- BRIEF:
Reproduce the stretch of the post about Palmer Oil stock and Coca-Cola from "All along, Coca-Cola" through "denied that pleasure.", word for word.

- TEXT FOR ANALYSIS:
============================================================

For those of you interested in what I’ve been reading this weekend:
1. You can click here to read an article about a guy that bought some Palmer Oil stock and argued that it was worth 1.8 million shares of Coca-Cola by tracing a complex set of mergers. This would have entitled them to hundreds of millions in Coca-Cola stock, but alas, the Marohn family did not adjust for the extremely dilutive reverse stock splits when Palmer Oil became Palmer-Stendel Oil and then Petrocarbon Chemicals, which made the stock nearly worthless by the time it merged with Taylor Wine (which eventually got merged into Coca-Cola in 1977).
All along, Coca-Cola contended that the shares were worthless. Unfortunately, they did not include their rationale for claiming they were worthless, and the family dropped the claim once it became clear that in a best case scenario the shares would not have been worth much. Personally, I was hoping to see a determinative ruling as to whether Palmer Oil stock could have turned into Coca-Cola stock, but it looks like the stock-certificate watching world will be denied that pleasure.
If you want to read the court documents submitted, click here.

============================================================

- Data records:
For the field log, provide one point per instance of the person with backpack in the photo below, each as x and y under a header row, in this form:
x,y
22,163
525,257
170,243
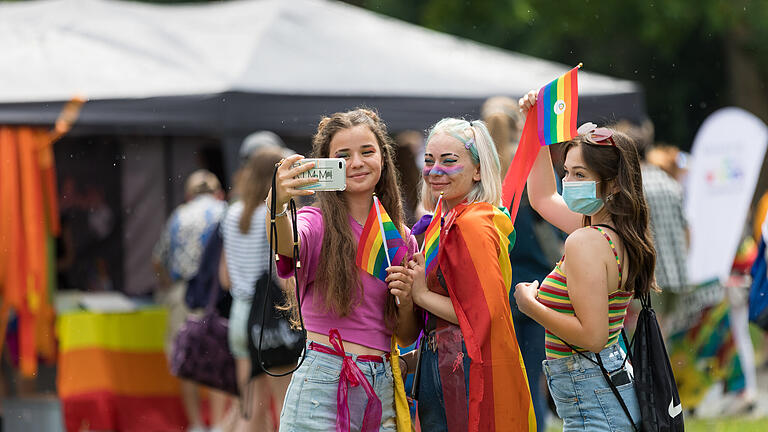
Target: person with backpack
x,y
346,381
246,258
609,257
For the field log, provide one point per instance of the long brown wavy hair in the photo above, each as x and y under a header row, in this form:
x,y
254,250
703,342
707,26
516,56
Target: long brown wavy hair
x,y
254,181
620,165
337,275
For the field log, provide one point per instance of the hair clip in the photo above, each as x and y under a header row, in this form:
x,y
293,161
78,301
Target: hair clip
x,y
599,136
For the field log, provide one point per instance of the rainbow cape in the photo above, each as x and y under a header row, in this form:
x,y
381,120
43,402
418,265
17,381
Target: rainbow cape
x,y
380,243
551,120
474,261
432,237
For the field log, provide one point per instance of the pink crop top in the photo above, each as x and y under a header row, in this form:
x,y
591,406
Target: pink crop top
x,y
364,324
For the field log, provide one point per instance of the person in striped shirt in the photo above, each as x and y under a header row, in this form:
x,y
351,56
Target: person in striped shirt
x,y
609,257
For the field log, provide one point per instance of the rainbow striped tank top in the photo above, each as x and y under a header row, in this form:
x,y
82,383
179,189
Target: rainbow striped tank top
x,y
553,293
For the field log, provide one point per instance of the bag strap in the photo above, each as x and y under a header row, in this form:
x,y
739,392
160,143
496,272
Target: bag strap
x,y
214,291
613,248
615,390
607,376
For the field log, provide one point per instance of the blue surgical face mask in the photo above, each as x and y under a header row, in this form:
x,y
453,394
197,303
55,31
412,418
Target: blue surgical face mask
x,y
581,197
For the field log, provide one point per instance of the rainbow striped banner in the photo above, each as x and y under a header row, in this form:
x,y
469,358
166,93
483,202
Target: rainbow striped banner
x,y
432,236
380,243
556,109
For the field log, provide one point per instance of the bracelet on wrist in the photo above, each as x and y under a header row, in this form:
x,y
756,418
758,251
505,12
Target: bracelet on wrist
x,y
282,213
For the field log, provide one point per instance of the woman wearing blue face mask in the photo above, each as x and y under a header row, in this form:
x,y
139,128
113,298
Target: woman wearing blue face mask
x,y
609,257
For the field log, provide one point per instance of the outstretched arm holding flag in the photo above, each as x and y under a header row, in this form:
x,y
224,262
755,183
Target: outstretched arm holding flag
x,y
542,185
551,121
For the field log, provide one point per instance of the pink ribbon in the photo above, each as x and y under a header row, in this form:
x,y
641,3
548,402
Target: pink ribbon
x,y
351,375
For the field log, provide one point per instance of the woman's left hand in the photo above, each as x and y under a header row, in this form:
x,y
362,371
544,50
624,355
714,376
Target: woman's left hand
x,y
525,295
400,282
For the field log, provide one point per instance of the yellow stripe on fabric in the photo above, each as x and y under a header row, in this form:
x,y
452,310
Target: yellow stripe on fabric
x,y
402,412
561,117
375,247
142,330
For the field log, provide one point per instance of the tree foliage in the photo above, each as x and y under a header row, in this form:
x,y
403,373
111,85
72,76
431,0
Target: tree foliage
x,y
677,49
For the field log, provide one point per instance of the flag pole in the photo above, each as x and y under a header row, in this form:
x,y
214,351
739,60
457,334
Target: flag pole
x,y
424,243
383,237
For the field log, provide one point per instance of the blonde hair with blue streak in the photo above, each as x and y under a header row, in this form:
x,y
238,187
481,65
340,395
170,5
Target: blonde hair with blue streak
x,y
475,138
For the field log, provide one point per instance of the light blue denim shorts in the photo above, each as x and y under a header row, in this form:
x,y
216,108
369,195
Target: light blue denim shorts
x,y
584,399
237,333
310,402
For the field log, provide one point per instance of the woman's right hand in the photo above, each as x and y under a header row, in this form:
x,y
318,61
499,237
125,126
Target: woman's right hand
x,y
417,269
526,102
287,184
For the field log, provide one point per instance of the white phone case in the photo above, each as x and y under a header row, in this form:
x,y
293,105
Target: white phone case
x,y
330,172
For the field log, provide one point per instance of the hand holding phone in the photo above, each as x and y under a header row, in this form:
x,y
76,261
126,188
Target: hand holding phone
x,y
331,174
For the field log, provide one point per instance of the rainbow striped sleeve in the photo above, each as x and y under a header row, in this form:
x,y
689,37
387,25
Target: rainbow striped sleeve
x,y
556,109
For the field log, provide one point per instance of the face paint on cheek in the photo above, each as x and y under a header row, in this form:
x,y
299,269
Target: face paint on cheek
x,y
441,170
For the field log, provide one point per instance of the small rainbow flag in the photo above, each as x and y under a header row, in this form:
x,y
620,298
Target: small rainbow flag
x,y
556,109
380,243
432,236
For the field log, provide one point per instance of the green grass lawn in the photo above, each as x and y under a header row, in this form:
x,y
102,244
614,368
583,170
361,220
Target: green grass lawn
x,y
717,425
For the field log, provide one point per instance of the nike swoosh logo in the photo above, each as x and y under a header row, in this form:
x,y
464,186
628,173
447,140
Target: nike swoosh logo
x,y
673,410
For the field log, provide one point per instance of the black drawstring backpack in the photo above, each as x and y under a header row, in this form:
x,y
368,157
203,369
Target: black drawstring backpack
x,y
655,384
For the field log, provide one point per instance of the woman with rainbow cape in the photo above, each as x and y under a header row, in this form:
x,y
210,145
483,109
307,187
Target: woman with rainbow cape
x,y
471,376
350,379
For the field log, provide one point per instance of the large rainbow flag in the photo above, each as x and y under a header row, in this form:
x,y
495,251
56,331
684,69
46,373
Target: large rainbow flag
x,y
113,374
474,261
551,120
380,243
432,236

============================================================

- RESPONSE:
All along, Coca-Cola contended that the shares were worthless. Unfortunately, they did not include their rationale for claiming they were worthless, and the family dropped the claim once it became clear that in a best case scenario the shares would not have been worth much. Personally, I was hoping to see a determinative ruling as to whether Palmer Oil stock could have turned into Coca-Cola stock, but it looks like the stock-certificate watching world will be denied that pleasure.